Improv: Learning to Learn

Ever since I was little and my dad tried to teach me my multiplication tables, feeling stupid has made me frustrated and CRANKY. I'm a reasonably intelligent person (no, really - I can multiply up to my nines!) and I can do a lot of pretty diverse things, which is cool. But my learning curve typically involves a lot of frustration, swearing, tears and cranky-ass moods until I get to the part where I no longer feel like a moron.

I'm sorry, I'll get to the part where this is about improv in a sec. But first, more about me.

Just because someone doesn't know something or know how to do something doesn't make them stupid, obviously. Unless the someone is me. In my world, I should be able to do whatever I decide to do - instantly, perfectly and without having to look at YouTube videos of how it's done first. We're talking about anything from Sudoku to brain surgery.

This week has been tough - I've been having to switch between a lot of different types of work, which I enjoy... except for the fact that one of the things I'm working on is formatting and proofreading a doctoral dissertation in some kind of fancy-ass engineering. Um, yeah. There's all these equations and figures and tables, and Word only gets along with MathType when it's damn good and ready to, and it's literally all Greek to me, so the proofreading goes like this: "Upside down triangle? Upside down triangle! Check! Squiggly equals sign? Squiggly equals sign! Check! Vodka? Vodka! Check!" I'm pretty sure I could learn brain surgery easier.

Oh. Improv. Right. Naturally, I thought I should be perfect at improv too. And I have certainly had my share of struggles and frustration and tears and cranky-ass moods along the way. But interestingly, by learning improv you are also learning how to learn better. By staying in the moment, you aren't spinning out into the whole "I'll never learn how to do this, I'm an idiot" scenario that just makes it that much harder to learn. By listening, you can take in advice and instruction better. By agreeing, you save all that time arguing the point that it just doesn't make sense.

I'm not saying improv makes you learn everything effortlessly or without crankiness. My computer heard some new swearwords this week. Well, really swearphrases. But my crankiness only came out in short spurts because after a few minutes I would remember to just focus on the one equation in front of me and not worry about the 362 others that I had to figure out how to format.

Now I'm gonna go do something I'm good at. Fatburger, anyone?

● **Problem 1**:
Name the three improv habits that the improv post says help someone learn better.
● **Problem 2**:
In the improv post, how many other equations did the writer try not to worry about while focusing on the one in front of them?
The data after this point is separate material, unrelated to the improv post.

(Image-grounded pointing data)

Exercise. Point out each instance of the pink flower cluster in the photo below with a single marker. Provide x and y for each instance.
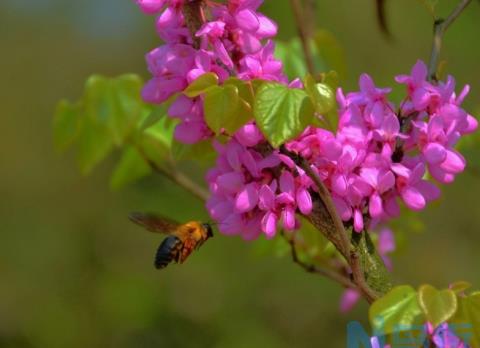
(230, 43)
(378, 155)
(252, 192)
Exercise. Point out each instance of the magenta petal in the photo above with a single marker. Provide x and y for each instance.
(386, 241)
(230, 182)
(221, 210)
(232, 225)
(441, 175)
(287, 183)
(413, 198)
(339, 184)
(247, 198)
(454, 162)
(285, 198)
(386, 182)
(358, 220)
(304, 201)
(472, 125)
(391, 125)
(343, 209)
(249, 135)
(267, 28)
(269, 224)
(434, 153)
(247, 20)
(288, 218)
(349, 298)
(266, 198)
(391, 206)
(428, 190)
(190, 132)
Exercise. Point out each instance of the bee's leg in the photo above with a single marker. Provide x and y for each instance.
(167, 251)
(188, 247)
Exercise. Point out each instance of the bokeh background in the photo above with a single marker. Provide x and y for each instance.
(75, 273)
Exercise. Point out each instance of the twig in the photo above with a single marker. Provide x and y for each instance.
(351, 255)
(194, 18)
(440, 27)
(177, 177)
(335, 276)
(303, 34)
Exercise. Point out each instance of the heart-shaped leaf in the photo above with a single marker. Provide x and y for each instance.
(397, 311)
(282, 113)
(201, 84)
(224, 109)
(437, 305)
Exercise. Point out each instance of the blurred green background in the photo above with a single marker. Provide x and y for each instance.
(76, 273)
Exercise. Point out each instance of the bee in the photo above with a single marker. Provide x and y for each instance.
(182, 239)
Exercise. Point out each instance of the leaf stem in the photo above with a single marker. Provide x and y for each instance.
(440, 27)
(343, 244)
(302, 29)
(328, 273)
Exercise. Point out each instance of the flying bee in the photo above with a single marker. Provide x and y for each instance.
(182, 239)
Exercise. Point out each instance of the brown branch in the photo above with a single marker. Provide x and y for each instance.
(439, 28)
(302, 29)
(342, 243)
(328, 273)
(194, 18)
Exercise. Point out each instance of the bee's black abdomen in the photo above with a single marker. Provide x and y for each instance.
(167, 251)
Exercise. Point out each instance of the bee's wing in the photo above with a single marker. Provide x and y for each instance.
(154, 223)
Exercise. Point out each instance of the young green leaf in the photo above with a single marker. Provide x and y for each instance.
(114, 103)
(396, 311)
(331, 51)
(131, 167)
(201, 84)
(322, 96)
(437, 305)
(468, 313)
(282, 113)
(224, 109)
(66, 124)
(94, 144)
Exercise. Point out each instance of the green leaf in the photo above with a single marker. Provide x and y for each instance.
(323, 99)
(460, 286)
(246, 89)
(66, 124)
(158, 113)
(469, 313)
(224, 109)
(131, 167)
(282, 113)
(375, 272)
(94, 144)
(397, 311)
(437, 305)
(331, 51)
(114, 103)
(201, 84)
(200, 152)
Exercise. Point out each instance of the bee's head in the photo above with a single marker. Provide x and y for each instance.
(209, 230)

● **Written answer 1**:
Staying in the moment, listening, and agreeing.

● **Written answer 2**:
362